Reproduce the records below in full and exactly, without their images.
=======
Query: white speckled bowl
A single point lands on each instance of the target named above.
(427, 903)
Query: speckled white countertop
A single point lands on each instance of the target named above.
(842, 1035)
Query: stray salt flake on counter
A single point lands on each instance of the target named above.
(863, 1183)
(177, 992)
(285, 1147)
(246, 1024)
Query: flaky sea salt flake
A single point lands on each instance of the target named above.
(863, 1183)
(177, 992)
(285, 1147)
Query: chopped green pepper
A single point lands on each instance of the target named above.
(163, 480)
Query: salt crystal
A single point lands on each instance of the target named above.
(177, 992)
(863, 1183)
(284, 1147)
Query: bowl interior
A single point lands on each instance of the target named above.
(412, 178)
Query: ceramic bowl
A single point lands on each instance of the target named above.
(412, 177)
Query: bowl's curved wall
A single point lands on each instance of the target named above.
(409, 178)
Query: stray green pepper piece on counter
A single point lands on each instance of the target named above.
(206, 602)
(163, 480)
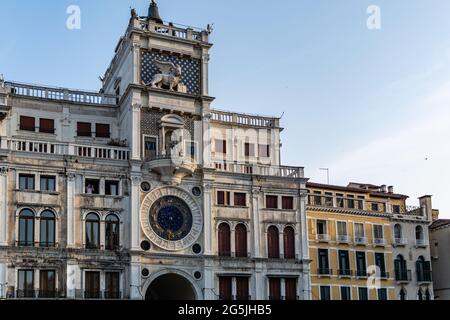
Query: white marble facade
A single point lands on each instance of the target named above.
(161, 145)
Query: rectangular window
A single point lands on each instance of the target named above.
(150, 150)
(47, 284)
(223, 198)
(48, 183)
(249, 149)
(92, 186)
(272, 202)
(328, 199)
(92, 285)
(46, 125)
(25, 283)
(361, 268)
(378, 232)
(325, 293)
(351, 201)
(112, 188)
(84, 129)
(342, 229)
(274, 289)
(225, 288)
(344, 263)
(321, 227)
(340, 200)
(346, 293)
(382, 294)
(380, 263)
(112, 285)
(240, 199)
(242, 288)
(287, 203)
(264, 151)
(102, 130)
(290, 289)
(27, 124)
(26, 182)
(317, 198)
(375, 207)
(221, 146)
(324, 267)
(363, 294)
(360, 203)
(359, 231)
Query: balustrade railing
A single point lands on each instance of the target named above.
(57, 148)
(52, 93)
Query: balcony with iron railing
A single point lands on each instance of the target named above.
(259, 170)
(61, 94)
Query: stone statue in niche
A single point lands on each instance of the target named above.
(170, 77)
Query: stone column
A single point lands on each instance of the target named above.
(134, 203)
(3, 206)
(209, 230)
(136, 131)
(256, 224)
(135, 283)
(3, 280)
(303, 232)
(71, 184)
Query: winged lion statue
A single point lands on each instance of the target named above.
(170, 76)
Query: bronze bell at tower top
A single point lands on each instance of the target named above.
(153, 13)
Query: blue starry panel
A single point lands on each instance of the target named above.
(190, 75)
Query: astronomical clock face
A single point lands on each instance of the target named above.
(171, 218)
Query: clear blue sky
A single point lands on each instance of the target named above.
(370, 105)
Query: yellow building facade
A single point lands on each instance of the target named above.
(350, 241)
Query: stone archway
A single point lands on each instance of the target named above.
(171, 287)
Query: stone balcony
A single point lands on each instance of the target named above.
(172, 169)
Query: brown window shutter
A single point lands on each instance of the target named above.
(224, 241)
(225, 288)
(289, 243)
(102, 130)
(27, 123)
(275, 289)
(84, 129)
(241, 241)
(47, 125)
(273, 244)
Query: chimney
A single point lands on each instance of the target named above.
(427, 207)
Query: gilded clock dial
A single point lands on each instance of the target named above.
(171, 218)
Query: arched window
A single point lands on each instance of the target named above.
(289, 243)
(420, 295)
(224, 240)
(92, 231)
(398, 232)
(241, 241)
(26, 228)
(112, 232)
(47, 229)
(401, 272)
(419, 233)
(402, 294)
(273, 244)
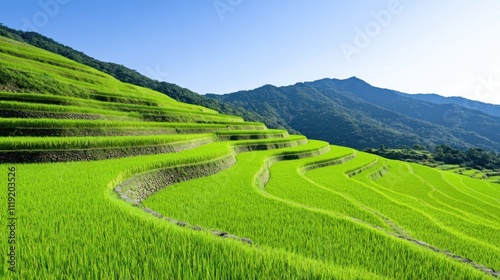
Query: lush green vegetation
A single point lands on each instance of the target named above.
(353, 113)
(304, 209)
(473, 162)
(127, 75)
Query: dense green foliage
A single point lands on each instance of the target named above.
(243, 202)
(127, 75)
(443, 154)
(353, 113)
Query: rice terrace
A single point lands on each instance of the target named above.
(108, 180)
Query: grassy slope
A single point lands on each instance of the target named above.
(306, 224)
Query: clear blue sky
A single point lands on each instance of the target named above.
(447, 47)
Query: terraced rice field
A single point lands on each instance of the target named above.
(114, 181)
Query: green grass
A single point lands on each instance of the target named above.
(313, 211)
(57, 143)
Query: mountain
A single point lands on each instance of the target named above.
(351, 112)
(127, 75)
(491, 109)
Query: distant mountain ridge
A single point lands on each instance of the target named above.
(128, 75)
(351, 112)
(490, 109)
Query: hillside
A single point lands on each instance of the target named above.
(490, 109)
(108, 180)
(127, 75)
(353, 113)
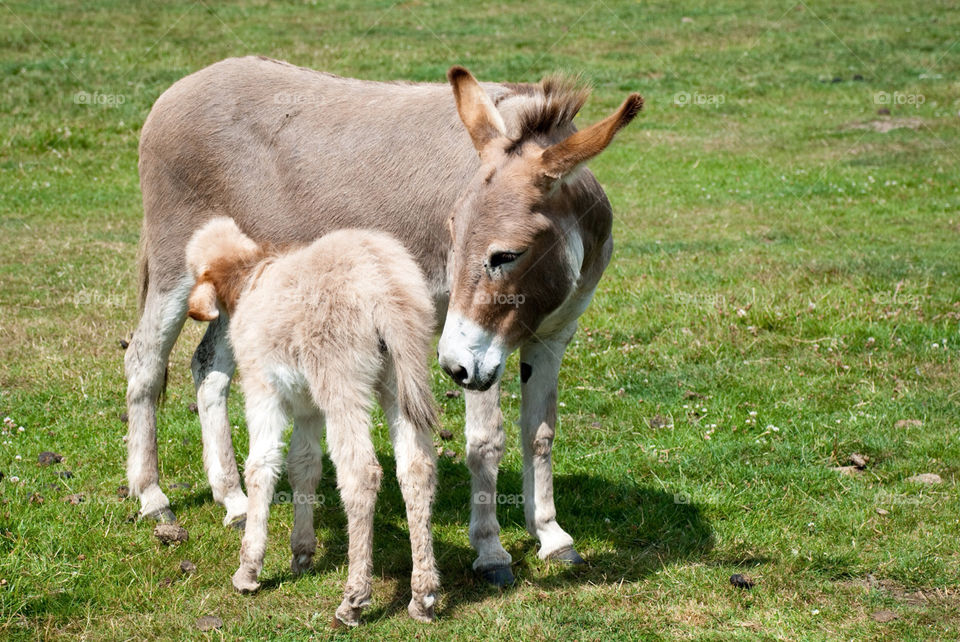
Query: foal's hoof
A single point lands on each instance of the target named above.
(162, 515)
(245, 581)
(567, 555)
(422, 610)
(498, 576)
(300, 564)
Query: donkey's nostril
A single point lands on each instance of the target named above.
(458, 373)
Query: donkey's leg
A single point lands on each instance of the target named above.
(145, 364)
(539, 368)
(417, 474)
(304, 466)
(266, 420)
(212, 368)
(358, 478)
(484, 432)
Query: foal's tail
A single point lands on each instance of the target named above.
(220, 257)
(407, 334)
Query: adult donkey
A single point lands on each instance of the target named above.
(511, 232)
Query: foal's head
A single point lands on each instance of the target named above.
(521, 230)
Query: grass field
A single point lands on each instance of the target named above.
(785, 292)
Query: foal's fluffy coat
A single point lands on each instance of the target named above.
(316, 332)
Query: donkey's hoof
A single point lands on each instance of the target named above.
(162, 515)
(245, 581)
(567, 555)
(422, 610)
(346, 616)
(498, 576)
(300, 564)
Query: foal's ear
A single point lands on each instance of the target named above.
(562, 158)
(202, 304)
(476, 110)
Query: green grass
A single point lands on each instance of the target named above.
(772, 257)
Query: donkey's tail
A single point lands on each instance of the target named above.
(220, 257)
(406, 333)
(143, 274)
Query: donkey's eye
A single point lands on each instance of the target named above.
(498, 259)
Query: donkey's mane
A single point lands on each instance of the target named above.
(551, 105)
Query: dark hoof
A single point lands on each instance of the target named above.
(567, 555)
(498, 576)
(162, 515)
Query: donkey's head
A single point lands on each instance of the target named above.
(518, 230)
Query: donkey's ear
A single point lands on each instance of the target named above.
(202, 304)
(562, 158)
(476, 110)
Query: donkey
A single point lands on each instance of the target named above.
(486, 187)
(314, 332)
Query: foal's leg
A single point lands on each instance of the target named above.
(358, 478)
(484, 432)
(266, 420)
(304, 466)
(540, 366)
(145, 364)
(212, 368)
(417, 474)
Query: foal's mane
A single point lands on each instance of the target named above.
(550, 105)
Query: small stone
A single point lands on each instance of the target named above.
(926, 478)
(46, 458)
(209, 623)
(170, 533)
(908, 423)
(884, 616)
(850, 471)
(659, 421)
(741, 581)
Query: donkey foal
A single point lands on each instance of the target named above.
(316, 332)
=======
Expected answer -
Query: white speckled bowl
A single point lands on each instance of the target named above.
(427, 903)
Query: speckled white countertop
A single point lands on each instance of the target named above.
(842, 1035)
Query: stray salt flake on counter
A single point lands on each instance of the target named above.
(863, 1183)
(177, 992)
(285, 1147)
(246, 1024)
Query: flaky sea salt flake
A single point lands on each instance of the target named above.
(863, 1183)
(177, 992)
(285, 1147)
Query: chopped green pepper
A single point lands on each instance of the target named above.
(163, 480)
Query: salt crystal
A single point lands on each instance of the target named above.
(177, 992)
(863, 1183)
(284, 1147)
Query: bowl interior
A single point lands on each instance of the target named above.
(412, 178)
Query: ceramic bowl
A single point lands on each instance of the target named above.
(412, 177)
Query: bowl's curved wall
A single point lands on each instance of the target named above.
(409, 178)
Query: stray green pepper piece on counter
A single point lands on each instance of the target named above.
(206, 602)
(163, 480)
Query: white marble facade
A single point lands on each instance of the target named above.
(161, 145)
Query: rectangular window
A single point lands on each instance of the target named above.
(150, 150)
(47, 284)
(223, 198)
(48, 183)
(249, 149)
(92, 186)
(272, 202)
(328, 199)
(92, 285)
(46, 125)
(25, 283)
(361, 268)
(378, 232)
(325, 293)
(351, 201)
(112, 188)
(84, 129)
(342, 229)
(274, 289)
(225, 288)
(344, 263)
(321, 227)
(340, 200)
(346, 293)
(382, 294)
(380, 263)
(112, 285)
(240, 199)
(242, 288)
(287, 203)
(264, 151)
(102, 130)
(290, 289)
(27, 124)
(26, 182)
(317, 198)
(375, 207)
(221, 146)
(324, 267)
(363, 294)
(360, 203)
(359, 231)
Query: balustrade railing
A single point lands on each instance of the target named above.
(57, 148)
(52, 93)
Query: balcony with iron railing
A single point lands on each instance of the target named above.
(259, 170)
(61, 94)
Query: stone statue in niche
A single point lands on each instance of the target named above.
(170, 77)
Query: stone column
A single point lands on each instance of the target named above.
(134, 203)
(3, 206)
(209, 230)
(136, 131)
(256, 224)
(135, 283)
(3, 280)
(303, 232)
(71, 184)
Query: winged lion statue
A single point lands on each instance of the target named above.
(170, 76)
Query: bronze bell at tower top
A single point lands on each instance of the target named above.
(153, 13)
Query: blue starry panel
A single point lands on each instance of the target named above.
(190, 75)
Query: astronomical clock face
A single point lands on each instance of the target named above.
(171, 218)
Query: clear blue sky
A single point lands on each instance of the target named above.
(370, 105)
Query: yellow building facade
A single point lands on each instance of the target named above.
(350, 241)
Query: stone archway
A single point lands on each instance of the target named above.
(171, 287)
Query: stone balcony
A single point lands on each instance of the target named above.
(172, 169)
Query: brown window shutter
A single point lands on each instance of the target named above.
(224, 241)
(225, 288)
(289, 243)
(102, 130)
(27, 123)
(275, 289)
(84, 129)
(241, 241)
(47, 125)
(273, 244)
Query: chimney
A single point lands on each instance of the target named above.
(427, 207)
Query: gilded clock dial
A single point lands on each instance of the target named above.
(171, 218)
Query: arched window
A single point lands on each instance of the target named above.
(289, 243)
(420, 295)
(224, 240)
(92, 231)
(398, 232)
(241, 241)
(26, 228)
(112, 232)
(47, 229)
(401, 272)
(419, 233)
(402, 294)
(273, 244)
Query: lush green vegetation
A single point lands on each instance of the target named above.
(353, 113)
(304, 209)
(473, 162)
(127, 75)
Query: dense green foliage
A single point lands on each instance of the target named above.
(243, 202)
(127, 75)
(443, 154)
(353, 113)
Query: rice terrace
A single point lands on each instance of the target named above.
(108, 180)
Query: grassy slope
A single point lands on each instance of the target named above.
(306, 224)
Query: clear blue sky
A single point lands on each instance of the target named above.
(447, 47)
Query: terraced rice field
A single point lands on each instance of the target named above.
(114, 181)
Query: green grass
A single point lands on each instance of the target named above.
(313, 211)
(57, 143)
Query: mountain
A single point lands on each instance of the target named above.
(351, 112)
(127, 75)
(491, 109)
Query: distant mountain ridge
A single point lands on each instance of the target named above.
(128, 75)
(351, 112)
(490, 109)
Query: hillside
A single point lands on each instance of the target named above.
(490, 109)
(108, 180)
(127, 75)
(353, 113)
Query: foal's hoof
A single point lands on each instance of the target named above.
(162, 515)
(245, 581)
(567, 555)
(422, 610)
(498, 576)
(300, 564)
Query: donkey's nostril
A single point lands on each instance of the target named above.
(458, 373)
Query: donkey's leg
A single point lands on each instance of the target named above.
(145, 364)
(539, 368)
(417, 474)
(304, 466)
(266, 420)
(212, 368)
(358, 478)
(484, 432)
Query: foal's tail
A single point lands on each instance of the target named above.
(220, 257)
(407, 334)
Query: adult donkey
A single point lands on each instance of the target named above.
(511, 232)
Query: foal's head
A single point lands on each instance of the target named above.
(521, 230)
Query: grass field
A single point lands on each instance of the target named above.
(785, 292)
Query: foal's fluffy coat
A single point lands on each instance of the target named above.
(316, 332)
Query: donkey's hoof
A single point lands on each instance of the target named above.
(162, 515)
(245, 581)
(567, 555)
(422, 610)
(346, 616)
(498, 576)
(300, 564)
Query: foal's ear
A single point lands on each instance of the target named above.
(562, 158)
(202, 304)
(476, 110)
Query: green grass
A single point lands on each instance of the target named above.
(772, 257)
Query: donkey's tail
A single point lands on each instance of the target named above.
(220, 257)
(406, 333)
(143, 274)
Query: donkey's eye
A single point lands on each instance of the target named above.
(498, 259)
Query: donkey's mane
A single point lands on each instance of the target named above.
(551, 105)
Query: dark hoof
A single point lands on each instance of the target named above.
(567, 555)
(498, 576)
(162, 515)
Query: donkey's head
A single point lands on each instance of the target named above.
(518, 230)
Query: donkey's ear
A single point lands on each instance of the target named above.
(202, 304)
(562, 158)
(476, 110)
Query: donkey
A single point lands on each instance of the target named above.
(486, 187)
(314, 332)
Query: foal's leg
A single point lands on each instance of the target named above.
(358, 478)
(484, 432)
(266, 420)
(304, 466)
(540, 366)
(145, 364)
(212, 368)
(417, 474)
Query: foal's mane
A single point lands on each instance of the target named above.
(550, 105)
Query: small stone
A single point lands on each instance of the target named above.
(926, 478)
(46, 458)
(209, 623)
(170, 533)
(908, 423)
(884, 616)
(850, 471)
(659, 421)
(741, 581)
Query: donkey foal
A single point lands on each instance of the target named above.
(316, 332)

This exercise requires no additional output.